:: PROBLEM TO WORK ON ::
Format every item below as a numbered list, omitting blank lines.

[begin LISTED RECORDS]

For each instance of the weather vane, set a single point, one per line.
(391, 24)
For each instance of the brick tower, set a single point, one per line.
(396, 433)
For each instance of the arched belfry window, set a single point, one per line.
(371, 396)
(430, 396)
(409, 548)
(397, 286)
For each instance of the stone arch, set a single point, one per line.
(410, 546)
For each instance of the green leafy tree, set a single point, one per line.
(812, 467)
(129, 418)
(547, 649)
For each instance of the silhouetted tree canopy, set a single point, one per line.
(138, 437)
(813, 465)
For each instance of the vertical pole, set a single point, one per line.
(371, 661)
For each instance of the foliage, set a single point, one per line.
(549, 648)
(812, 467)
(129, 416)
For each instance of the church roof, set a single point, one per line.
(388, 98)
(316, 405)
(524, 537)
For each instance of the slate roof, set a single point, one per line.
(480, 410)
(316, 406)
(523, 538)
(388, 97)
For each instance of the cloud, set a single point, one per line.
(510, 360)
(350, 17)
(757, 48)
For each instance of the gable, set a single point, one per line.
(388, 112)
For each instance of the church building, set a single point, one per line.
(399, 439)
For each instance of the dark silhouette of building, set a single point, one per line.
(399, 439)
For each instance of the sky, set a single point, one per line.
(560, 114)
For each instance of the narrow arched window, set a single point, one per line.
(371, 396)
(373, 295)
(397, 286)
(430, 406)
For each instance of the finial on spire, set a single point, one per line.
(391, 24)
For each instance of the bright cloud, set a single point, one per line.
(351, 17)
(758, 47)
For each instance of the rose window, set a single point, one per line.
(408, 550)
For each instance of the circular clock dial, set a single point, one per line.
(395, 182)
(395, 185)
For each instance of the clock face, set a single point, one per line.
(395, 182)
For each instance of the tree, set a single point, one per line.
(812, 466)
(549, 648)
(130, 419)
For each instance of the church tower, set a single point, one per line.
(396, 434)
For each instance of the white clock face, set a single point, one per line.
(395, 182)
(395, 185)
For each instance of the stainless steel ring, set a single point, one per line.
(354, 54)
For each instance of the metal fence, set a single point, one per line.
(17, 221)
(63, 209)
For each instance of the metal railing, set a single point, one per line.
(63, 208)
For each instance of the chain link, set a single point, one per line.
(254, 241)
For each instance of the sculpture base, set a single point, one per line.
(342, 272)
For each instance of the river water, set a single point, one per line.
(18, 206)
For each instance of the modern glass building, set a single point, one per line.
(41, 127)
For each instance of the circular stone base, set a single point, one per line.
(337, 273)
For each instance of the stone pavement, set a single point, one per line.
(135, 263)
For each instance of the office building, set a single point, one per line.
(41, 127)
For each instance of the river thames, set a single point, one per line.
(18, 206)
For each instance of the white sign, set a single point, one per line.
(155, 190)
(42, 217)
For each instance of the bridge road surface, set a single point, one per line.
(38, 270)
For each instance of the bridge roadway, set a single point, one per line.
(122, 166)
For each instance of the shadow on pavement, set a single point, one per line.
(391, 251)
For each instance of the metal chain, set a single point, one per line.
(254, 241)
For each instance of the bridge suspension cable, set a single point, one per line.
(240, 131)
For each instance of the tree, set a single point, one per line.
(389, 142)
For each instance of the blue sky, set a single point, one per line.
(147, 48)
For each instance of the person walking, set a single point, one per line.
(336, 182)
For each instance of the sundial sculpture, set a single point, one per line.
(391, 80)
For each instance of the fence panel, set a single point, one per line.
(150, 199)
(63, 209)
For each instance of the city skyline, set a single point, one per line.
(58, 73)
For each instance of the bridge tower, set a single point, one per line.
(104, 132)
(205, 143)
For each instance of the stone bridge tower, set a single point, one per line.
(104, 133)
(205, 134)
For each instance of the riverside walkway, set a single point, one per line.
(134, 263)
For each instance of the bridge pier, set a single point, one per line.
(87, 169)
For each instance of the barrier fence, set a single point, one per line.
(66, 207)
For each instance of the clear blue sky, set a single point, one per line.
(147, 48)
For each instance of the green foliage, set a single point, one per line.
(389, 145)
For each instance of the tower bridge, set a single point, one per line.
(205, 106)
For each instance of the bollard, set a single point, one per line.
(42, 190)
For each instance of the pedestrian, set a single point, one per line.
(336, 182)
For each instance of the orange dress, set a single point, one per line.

[end LISTED RECORDS]

:: COMPLETE ANSWER ::
1. For each instance of the weather vane, set a single point, one per line.
2. (391, 24)
3. For each instance of the brick tower, set a single point, one per line.
4. (396, 433)
5. For each instance of the arched belfry window, set a single point, one per line.
6. (371, 396)
7. (430, 396)
8. (409, 548)
9. (397, 286)
10. For each instance of the stone arch, set a single point, one per line.
11. (410, 546)
12. For each instance of the green leafy tree, set a single point, one per line.
13. (812, 467)
14. (129, 418)
15. (547, 649)
16. For each instance of the silhouetted tree canopy, set a single point, one per line.
17. (138, 437)
18. (813, 465)
19. For each instance of the vertical pole, set a single point, one per line.
20. (371, 661)
21. For each instance of the foliage, set a single point, one per line.
22. (549, 648)
23. (812, 467)
24. (129, 416)
25. For each instance of the church roof, set a single point, one per line.
26. (388, 98)
27. (316, 405)
28. (524, 537)
29. For each instance of the slate roof, set a single point, one per line.
30. (480, 410)
31. (316, 406)
32. (523, 538)
33. (388, 97)
34. For each instance of the cloud, set a single point, one per line.
35. (510, 360)
36. (350, 17)
37. (757, 48)
38. For each instance of the gable, set a single point, one per line.
39. (388, 112)
40. For each instance of the church building, set a single point, one per line.
41. (399, 439)
42. For each instance of the dark silhouette of building, set a single point, one per line.
43. (399, 439)
44. For each instance of the sky, set a single point, one per line.
45. (560, 114)
46. For each instance of the narrow arched window, set a single point, one per line.
47. (371, 396)
48. (373, 295)
49. (397, 286)
50. (430, 406)
51. For each instance of the finial on spire, set a single point, one per line.
52. (391, 24)
53. For each instance of the bright cloud, set a single point, one per line.
54. (351, 17)
55. (758, 47)
56. For each instance of the rose window, set a single point, one per line.
57. (408, 550)
58. For each instance of the circular clock dial, set a single point, one per line.
59. (395, 182)
60. (395, 185)
61. For each instance of the clock face, set a single point, one per line.
62. (395, 182)
63. For each instance of the tree, set a single point, one per line.
64. (812, 466)
65. (549, 648)
66. (130, 419)
67. For each instance of the church tower, set a single point, one per line.
68. (396, 434)
69. For each instance of the white clock face, set a single point, one per line.
70. (395, 182)
71. (395, 185)
72. For each instance of the stainless steel ring, set a single point, one per line.
73. (354, 54)
74. For each instance of the metal fence, set a single point, one per line.
75. (17, 221)
76. (63, 209)
77. For each instance of the metal railing, set a single point, one per line.
78. (63, 208)
79. For each instance of the chain link, set a single point, one per line.
80. (254, 241)
81. For each instance of the sculpture base, set a single point, one per line.
82. (342, 272)
83. For each instance of the river water, set a single point, one per line.
84. (18, 206)
85. For each instance of the modern glass building, set a single point, one per line.
86. (41, 127)
87. For each instance of the circular stone base, set a single point, one per line.
88. (337, 273)
89. For each instance of the stone pavement, set a single point, one per line.
90. (135, 263)
91. For each instance of the office building, set a single point, one per line.
92. (41, 127)
93. For each instance of the river thames, set a single point, one per line.
94. (18, 206)
95. For each instance of the white sign, set a single point, one per line.
96. (155, 190)
97. (42, 217)
98. For each instance of the bridge road surface, set a single point, one per line.
99. (38, 270)
100. For each instance of the bridge roadway, set a single point, one per line.
101. (122, 166)
102. For each instance of the shadow on pavement, set a single point, one per line.
103. (391, 251)
104. For each instance of the metal chain, set a single point, one per line.
105. (254, 241)
106. For each instance of the bridge suspension cable, set a single point, one per line.
107. (240, 131)
108. For each instance of the tree, set a single point, one per line.
109. (389, 142)
110. For each instance of the blue sky, set a single point, one per line.
111. (147, 48)
112. For each instance of the person walking, set a single point, one per line.
113. (336, 182)
114. For each instance of the sundial sculpture, set a single point, one per line.
115. (391, 80)
116. For each instance of the fence panel, set a single point, one per line.
117. (150, 199)
118. (63, 209)
119. For each instance of the city skyline, set a single point, one per line.
120. (58, 73)
121. For each instance of the bridge tower, set a single point, one per line.
122. (104, 132)
123. (205, 143)
124. For each instance of the stone bridge tower, set a single point, one per line.
125. (104, 133)
126. (205, 134)
127. For each instance of the riverside walkway, set a single point, one per line.
128. (134, 263)
129. For each instance of the bridge pier, set a single point, one per line.
130. (87, 169)
131. For each instance of the barrier fence, set a single point, one per line.
132. (66, 207)
133. For each instance of the clear blue sky, set a single point, one per line.
134. (147, 48)
135. For each instance of the green foliage, set a single point, one per line.
136. (389, 145)
137. For each instance of the tower bridge, set a single point, one per line.
138. (205, 106)
139. For each instance of the bollard, set a single point, one per line.
140. (42, 190)
141. For each instance of the pedestrian, set a single point, one per line.
142. (336, 182)
143. For each instance of the orange dress, set a single point, one per line.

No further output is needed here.